Rewrite every entry below, replacing "single marker" with "single point" and leaving all other text unchanged.
········
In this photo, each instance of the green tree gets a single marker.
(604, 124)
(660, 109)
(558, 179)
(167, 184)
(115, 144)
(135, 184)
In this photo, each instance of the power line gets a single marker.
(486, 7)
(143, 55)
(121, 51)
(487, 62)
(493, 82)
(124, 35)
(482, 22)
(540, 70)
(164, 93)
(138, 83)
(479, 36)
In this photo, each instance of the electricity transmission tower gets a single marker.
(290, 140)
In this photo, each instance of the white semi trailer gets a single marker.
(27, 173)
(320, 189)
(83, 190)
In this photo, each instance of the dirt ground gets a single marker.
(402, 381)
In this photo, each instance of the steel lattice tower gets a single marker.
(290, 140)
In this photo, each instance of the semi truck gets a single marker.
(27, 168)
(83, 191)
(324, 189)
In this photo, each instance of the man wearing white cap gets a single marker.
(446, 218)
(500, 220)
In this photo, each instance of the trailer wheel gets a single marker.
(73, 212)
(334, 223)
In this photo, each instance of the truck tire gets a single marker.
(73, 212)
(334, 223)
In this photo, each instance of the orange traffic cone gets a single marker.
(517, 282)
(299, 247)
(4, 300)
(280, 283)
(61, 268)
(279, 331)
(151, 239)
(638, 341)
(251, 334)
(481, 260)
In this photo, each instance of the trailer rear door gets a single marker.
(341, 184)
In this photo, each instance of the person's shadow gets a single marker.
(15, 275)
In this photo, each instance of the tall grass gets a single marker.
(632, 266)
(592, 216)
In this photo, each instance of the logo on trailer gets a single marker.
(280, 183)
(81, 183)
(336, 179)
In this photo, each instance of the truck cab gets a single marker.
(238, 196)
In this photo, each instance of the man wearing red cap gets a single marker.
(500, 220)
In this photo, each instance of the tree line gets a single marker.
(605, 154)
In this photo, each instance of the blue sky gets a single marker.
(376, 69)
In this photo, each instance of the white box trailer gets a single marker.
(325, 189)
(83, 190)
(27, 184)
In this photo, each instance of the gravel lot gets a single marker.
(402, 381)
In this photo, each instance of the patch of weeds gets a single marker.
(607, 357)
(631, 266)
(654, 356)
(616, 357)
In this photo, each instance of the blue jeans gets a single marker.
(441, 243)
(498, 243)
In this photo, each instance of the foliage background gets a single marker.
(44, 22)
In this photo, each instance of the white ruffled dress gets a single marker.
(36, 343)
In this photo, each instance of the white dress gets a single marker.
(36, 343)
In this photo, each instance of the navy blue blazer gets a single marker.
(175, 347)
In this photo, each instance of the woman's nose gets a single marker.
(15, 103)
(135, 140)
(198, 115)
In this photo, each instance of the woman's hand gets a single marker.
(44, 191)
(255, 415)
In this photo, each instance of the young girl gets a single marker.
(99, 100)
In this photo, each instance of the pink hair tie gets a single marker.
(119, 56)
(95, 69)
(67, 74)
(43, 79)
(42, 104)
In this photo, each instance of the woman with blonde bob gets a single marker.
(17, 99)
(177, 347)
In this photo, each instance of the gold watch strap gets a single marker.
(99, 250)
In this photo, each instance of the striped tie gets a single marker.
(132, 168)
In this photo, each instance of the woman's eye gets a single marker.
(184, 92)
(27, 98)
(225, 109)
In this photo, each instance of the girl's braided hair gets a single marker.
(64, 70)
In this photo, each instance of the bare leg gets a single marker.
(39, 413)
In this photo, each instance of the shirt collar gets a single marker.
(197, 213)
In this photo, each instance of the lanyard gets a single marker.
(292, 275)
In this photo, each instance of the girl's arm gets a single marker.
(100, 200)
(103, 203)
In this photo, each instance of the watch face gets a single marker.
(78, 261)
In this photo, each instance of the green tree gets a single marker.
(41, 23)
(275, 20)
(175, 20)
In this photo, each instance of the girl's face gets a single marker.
········
Solution to the exercise.
In this photo, each instance of the green tree gets a single point.
(604, 124)
(660, 109)
(558, 179)
(167, 184)
(115, 144)
(135, 184)
In this photo, each instance of the power line gets a single point.
(486, 7)
(143, 55)
(121, 51)
(487, 62)
(493, 82)
(124, 35)
(482, 22)
(540, 70)
(164, 93)
(138, 83)
(479, 36)
In this photo, each instance of the electricity transmission tower gets a single point.
(290, 140)
In this photo, each instance of the white semi trailer gets a single point.
(27, 173)
(320, 189)
(83, 190)
In this photo, each instance of the dirt ground gets a single point.
(402, 381)
In this photo, each instance of the steel lattice tower gets a single point.
(290, 140)
In this photo, each instance of the semi truck gets a single point.
(27, 168)
(83, 191)
(324, 189)
In this photo, each instance of the man wearing white cap gets a single point.
(446, 218)
(500, 220)
In this photo, each instance of the trailer wheel gets a single point.
(73, 212)
(334, 223)
In this photo, each instance of the truck tire gets a single point.
(73, 212)
(334, 223)
In this photo, each instance of the orange traffic cone gets a single point.
(517, 282)
(299, 247)
(4, 300)
(280, 283)
(61, 268)
(279, 331)
(151, 239)
(638, 341)
(251, 334)
(481, 260)
In this photo, each instance of the trailer rear door gets a single point.
(341, 184)
In this photo, each instance of the person's shadow gets a single point.
(15, 275)
In this photo, each instance of the tall grass gets a single point.
(632, 266)
(592, 216)
In this photo, each instance of the logo on trailer gets a single point.
(280, 183)
(81, 183)
(336, 179)
In this photo, each instance of the truck cab gets a single point.
(238, 196)
In this photo, each instance of the man wearing red cap gets a single point.
(500, 220)
In this photo, each instance of the tree line gets a single point.
(605, 154)
In this photo, each instance of the blue sky gets a single point.
(376, 69)
In this photo, each instance of the white box trailer gets a single point.
(325, 189)
(83, 190)
(27, 184)
In this photo, each instance of the gravel lot gets a single point.
(402, 381)
In this photo, each instance of the patch of weeds gets a single point.
(607, 357)
(631, 266)
(654, 356)
(616, 357)
In this photo, each instance of the blue jeans gets a single point.
(441, 243)
(498, 243)
In this photo, each instance of the foliage background gets a single point.
(44, 22)
In this photo, each instance of the white ruffled dress gets a single point.
(36, 343)
In this photo, each instance of the white dress gets a single point.
(36, 343)
In this photo, each instance of the navy blue blazer gets a single point.
(175, 347)
In this photo, each instance of the woman's nose gets a single point.
(15, 103)
(135, 140)
(198, 115)
In this photo, each instance of the woman's hand gets a single point.
(44, 191)
(255, 415)
In this photo, each instance of the young girl gets a single point.
(99, 100)
In this photo, each instance of the pink hair tie gets a single point.
(119, 56)
(95, 69)
(67, 74)
(43, 79)
(42, 104)
In this photo, each instance of the woman with blonde bob gets a single point.
(17, 99)
(177, 347)
In this photo, each instance of the gold watch strap gets a single point.
(99, 250)
In this photo, each instance of the striped tie gets a single point.
(132, 168)
In this photo, each instance of the woman's eye gets a single point.
(184, 92)
(27, 98)
(225, 109)
In this photo, each instance of the girl's braided hair gets a single point.
(64, 70)
In this photo, each instance of the bare leg gets a single point.
(39, 413)
In this photo, each instance of the shirt collar gets a single point.
(197, 213)
In this photo, each instance of the lanyard gets a single point.
(292, 275)
In this photo, each instance of the girl's arm gets a single point.
(100, 200)
(103, 203)
In this photo, each instance of the watch face gets a single point.
(78, 261)
In this photo, each instance of the green tree gets a single point.
(41, 23)
(275, 20)
(175, 20)
In this photo, each instance of the girl's face gets a single point.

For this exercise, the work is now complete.